▸ EXERCISE GOAL
Recast every entry below as a two-column CSV with the header row entry_text,answer. Give one row per entry, with its full text in entry_text and its answer in answer, each field in double quotes and any line breaks inside a field replaced by spaces.
____ GIVEN DATA
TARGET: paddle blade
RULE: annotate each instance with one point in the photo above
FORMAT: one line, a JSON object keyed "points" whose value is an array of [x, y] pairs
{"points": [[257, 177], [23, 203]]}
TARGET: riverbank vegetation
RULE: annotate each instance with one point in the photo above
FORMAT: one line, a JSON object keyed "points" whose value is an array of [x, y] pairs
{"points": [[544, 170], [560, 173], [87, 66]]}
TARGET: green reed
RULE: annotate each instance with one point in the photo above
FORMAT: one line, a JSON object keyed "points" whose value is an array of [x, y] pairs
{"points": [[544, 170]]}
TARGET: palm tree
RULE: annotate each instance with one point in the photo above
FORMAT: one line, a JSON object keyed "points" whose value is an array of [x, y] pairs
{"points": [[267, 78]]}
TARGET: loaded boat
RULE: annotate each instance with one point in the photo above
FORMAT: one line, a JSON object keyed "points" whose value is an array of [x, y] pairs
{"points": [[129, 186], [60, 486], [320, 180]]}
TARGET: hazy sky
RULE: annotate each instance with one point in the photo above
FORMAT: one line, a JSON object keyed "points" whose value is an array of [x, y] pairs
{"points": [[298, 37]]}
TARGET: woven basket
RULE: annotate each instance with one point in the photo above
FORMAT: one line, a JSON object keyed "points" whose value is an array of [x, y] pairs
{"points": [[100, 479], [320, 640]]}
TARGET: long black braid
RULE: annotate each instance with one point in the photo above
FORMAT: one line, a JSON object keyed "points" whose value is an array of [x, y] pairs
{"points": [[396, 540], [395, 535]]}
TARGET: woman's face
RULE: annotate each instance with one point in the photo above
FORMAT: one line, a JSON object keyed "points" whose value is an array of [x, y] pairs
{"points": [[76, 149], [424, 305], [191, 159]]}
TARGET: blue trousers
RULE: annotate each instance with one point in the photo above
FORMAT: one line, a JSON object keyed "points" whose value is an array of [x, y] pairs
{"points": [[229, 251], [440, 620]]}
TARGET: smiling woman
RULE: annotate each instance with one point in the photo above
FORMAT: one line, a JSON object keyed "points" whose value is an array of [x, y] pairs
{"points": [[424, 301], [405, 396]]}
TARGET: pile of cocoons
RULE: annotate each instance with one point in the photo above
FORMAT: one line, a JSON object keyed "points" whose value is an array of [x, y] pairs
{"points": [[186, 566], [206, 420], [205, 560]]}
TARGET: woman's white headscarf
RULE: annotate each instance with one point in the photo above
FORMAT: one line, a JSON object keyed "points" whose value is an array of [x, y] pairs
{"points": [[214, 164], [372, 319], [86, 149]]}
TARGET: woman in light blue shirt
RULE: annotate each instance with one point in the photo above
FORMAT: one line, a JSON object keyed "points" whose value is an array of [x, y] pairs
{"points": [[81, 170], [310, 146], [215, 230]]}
________
▸ EXERCISE RESULT
entry_text,answer
"TARGET: paddle blade RULE: annotate each instance with one point in the photo above FORMAT: one line, a JSON object keyed ""points"" whose value is an array of [x, y] pairs","{""points"": [[257, 177], [23, 203]]}"
"TARGET: riverbank vegetation RULE: annotate each instance with one point in the photo above FORMAT: one line, a JSON object keyed ""points"" whose value is an array of [x, y] pairs","{""points"": [[544, 170], [560, 173], [87, 66]]}"
"TARGET: green reed RULE: annotate each instance with one point in the photo above FORMAT: one line, a JSON object keyed ""points"" whose value is an array of [x, y] pairs","{""points"": [[544, 170]]}"
"TARGET: palm tree RULE: annotate each instance with one point in the photo above FORMAT: one line, a JSON object keyed ""points"" whose value is an array of [x, y] pairs","{""points"": [[267, 78]]}"
"TARGET: loaded boat RULE: annotate each instance with one point in the photo above FORMAT: one line, a JSON object keyed ""points"" whose value is an array of [x, y] pairs","{""points"": [[129, 186], [60, 486], [320, 180]]}"
"TARGET: hazy sky RULE: annotate each instance with one point in the photo above FORMAT: one line, a JSON object keyed ""points"" whose value is an array of [x, y] pairs","{""points"": [[298, 37]]}"
"TARGET: woven basket RULE: annotate each instance with one point in the photo above FORMAT: one line, a JSON object keyed ""points"" whose value is an array of [x, y] pairs","{""points"": [[100, 479], [320, 640]]}"
"TARGET: long black braid RULE: annotate each instance with one point in the photo above FORMAT: one line, a JSON object keyed ""points"" whose value is an array of [x, y] pairs","{""points"": [[396, 540], [395, 535]]}"
"TARGET: woman's face RULE: annotate each instance with one point in the photo above FORMAT: one line, a JSON object keyed ""points"" whose value is an array of [x, y] pairs","{""points"": [[76, 149], [424, 305], [191, 159]]}"
"TARGET: blue trousers RULE: annotate each instance with one point in the photo above FORMAT: one line, a JSON object keyed ""points"" whose value is an array of [x, y] pairs","{""points"": [[229, 251], [440, 620]]}"
"TARGET: smiling woman RULE: annotate each instance with one point in the photo above FORMAT: one line, a JSON object keyed ""points"" whose value is an array of [x, y] pairs","{""points"": [[424, 301], [405, 396]]}"
"TARGET: pile of cocoons RULE: annotate each instance with one point in the photo above FORMAT: one line, a JSON object keyed ""points"" whose value is an array of [x, y] pairs","{""points"": [[186, 566], [206, 420], [205, 560]]}"
"TARGET: woman's white headscarf RULE: annotate each instance with one point in the photo above FORMAT: one line, a JSON object keyed ""points"" whose value is an array of [x, y] pairs","{""points"": [[214, 164], [372, 319], [86, 149]]}"
"TARGET: woman in light blue shirt RULE: annotate each instance with one point in the photo above FORMAT: one line, a JSON object keyed ""points"" whose value is an array of [x, y] pairs","{""points"": [[81, 170], [310, 146], [215, 230]]}"